To-do list ::
**A)** In the biographical passage on Stamp, the retirement section says his work as a geographer and government advisor was far from over. What does the passage give as the basis for that claim?
**B)** Continue the biographical passage on Stamp from its last sentence.

Provided passage ::
--- Start ---
Stamp became professor of Economic geography in 1945 and moved to the chair of Social geography in 1948. Whilst at LSE Stamp held senior posts at many organisations, including presidency of section E of the British Association (1949), the Geographical Association (1950), the International Geographical Union (1952–56) and the Institute of British Geographers (1956), and vice-presidency of the Royal Society of Arts (1954–56).

He also acted as a government advisor – as vice-chairman of the Scott committee on land utilisation in rural areas (1941–42), as chief adviser on rural land utilisation in the Ministry of Agriculture (1942–55), developed the idea of land classification which was officially adopted for planning purposes and was a member of the Royal Commission on Common Land (1955–58). He retired in 1958.

He was entrusted with supervising Britain's land use survey in the 1930s. He died in Mexico City, Mexico.

==Retirement==
Besides DIY work at home in Bude, Cornwall, Stamp acted as a director of the family grocery firm Cave Austin and Company Ltd and was president of the Institute of Grocers (1960–63). His work as a geographer and government advisor however was far from over. He was a member of the Nature Conservancy from 1958, chairman of the British National Committee for Geography (1961–66) and president of the Royal Geographical Society (1963–66). Stamp's wife Elsa died in 1962. In 1964 he chaired the organising committee of the Twentieth International Geographical Union Congress in London; a keen philatelist, he successfully argued for a set of commemorative stamps. In 1965 he chaired the National Resources Advisory Committee of the Ministry of Land and Natural Resources. Stamp died of heart failure in 1966 at a conference in Mexico City; he is reputed to have just completed a quest to visit every country in the world. He was buried in Bude.

==Legacy==
Much of the development of government policy for land-use control in Britain may be traced back to Stamp's land utilisation survey and analysis of land-use changes.
--- End ---
Records from a dataset:
--- Start ---
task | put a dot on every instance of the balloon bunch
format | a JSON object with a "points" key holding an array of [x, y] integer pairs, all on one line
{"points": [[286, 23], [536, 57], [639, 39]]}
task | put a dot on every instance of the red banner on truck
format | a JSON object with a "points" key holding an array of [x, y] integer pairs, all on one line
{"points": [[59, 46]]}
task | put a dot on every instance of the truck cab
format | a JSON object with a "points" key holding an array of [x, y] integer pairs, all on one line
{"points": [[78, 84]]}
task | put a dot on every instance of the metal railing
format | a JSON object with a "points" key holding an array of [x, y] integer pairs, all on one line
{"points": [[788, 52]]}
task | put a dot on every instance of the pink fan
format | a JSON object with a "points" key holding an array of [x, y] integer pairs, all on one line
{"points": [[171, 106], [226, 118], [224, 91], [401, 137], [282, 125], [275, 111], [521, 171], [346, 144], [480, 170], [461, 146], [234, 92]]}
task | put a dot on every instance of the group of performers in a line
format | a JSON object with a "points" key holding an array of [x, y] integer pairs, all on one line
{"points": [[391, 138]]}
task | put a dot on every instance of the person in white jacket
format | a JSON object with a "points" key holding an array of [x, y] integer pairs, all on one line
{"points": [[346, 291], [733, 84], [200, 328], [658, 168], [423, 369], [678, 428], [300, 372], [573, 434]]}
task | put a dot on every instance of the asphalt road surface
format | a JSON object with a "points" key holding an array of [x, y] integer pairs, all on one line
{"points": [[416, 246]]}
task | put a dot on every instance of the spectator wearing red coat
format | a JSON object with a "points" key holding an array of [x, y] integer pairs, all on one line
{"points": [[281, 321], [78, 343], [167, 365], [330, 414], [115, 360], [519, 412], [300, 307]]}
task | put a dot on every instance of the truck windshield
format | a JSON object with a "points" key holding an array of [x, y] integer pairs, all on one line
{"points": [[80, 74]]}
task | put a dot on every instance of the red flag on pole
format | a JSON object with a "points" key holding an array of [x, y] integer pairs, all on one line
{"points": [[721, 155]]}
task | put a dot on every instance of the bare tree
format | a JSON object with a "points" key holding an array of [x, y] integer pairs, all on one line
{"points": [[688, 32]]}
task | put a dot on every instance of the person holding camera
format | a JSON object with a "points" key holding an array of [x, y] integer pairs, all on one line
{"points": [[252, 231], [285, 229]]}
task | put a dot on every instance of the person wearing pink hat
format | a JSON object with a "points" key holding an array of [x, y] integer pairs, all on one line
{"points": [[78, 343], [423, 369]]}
--- End ---
Final answers ::
**A)** After retiring in 1958, he kept taking on roles. He joined the Nature Conservancy that year, chaired the British National Committee for Geography (1961–66), and was president of the Royal Geographical Society (1963–66). He also chaired the organising committee of the 1964 International Geographical Union Congress in London and, in 1965, the National Resources Advisory Committee of the Ministry of Land and Natural Resources.

**B)**
===Second Land-use survey===
A second land utilisation survey was initiated by Alice Coleman (later professor of geography at Stamp's alma mater King's College London) in 1960, following Stamp's approach of the use of volunteers. Although around 3000 volunteers completed much of the field work, only a limited amount was published at 1:25,000 due to printing problems.

===Land-Use UK===
In 1996 the Geographical Association organized a further survey with the participation of around 50,000 school pupils.

===Dudley Stamp Memorial Fund===
The Royal Geographical Society's Dudley Stamp Memorial Fund provides small grants for geographers to assist them in postgraduate research or study travel likely to lead to the advancement of geography and to international co-operation in the study of the subject.

===Stamp Papers===
The Stamp Papers, held at the department of geography, University of Sussex, contain much information on his organisation of the Land Use Survey, together with personal and professional papers which illustrate his life and career.

==Selected published works==
- (1919), "The highest Silurian rocks of the Clun-Forest District" (Shropshire). Quarterly Journal of the Geological Society LXXIV-3 (295); pp. 221–246.
- (1925), The Vegetation of Burma from an Ecological Standpoint. Calcutta: Thacker, Spink & Co.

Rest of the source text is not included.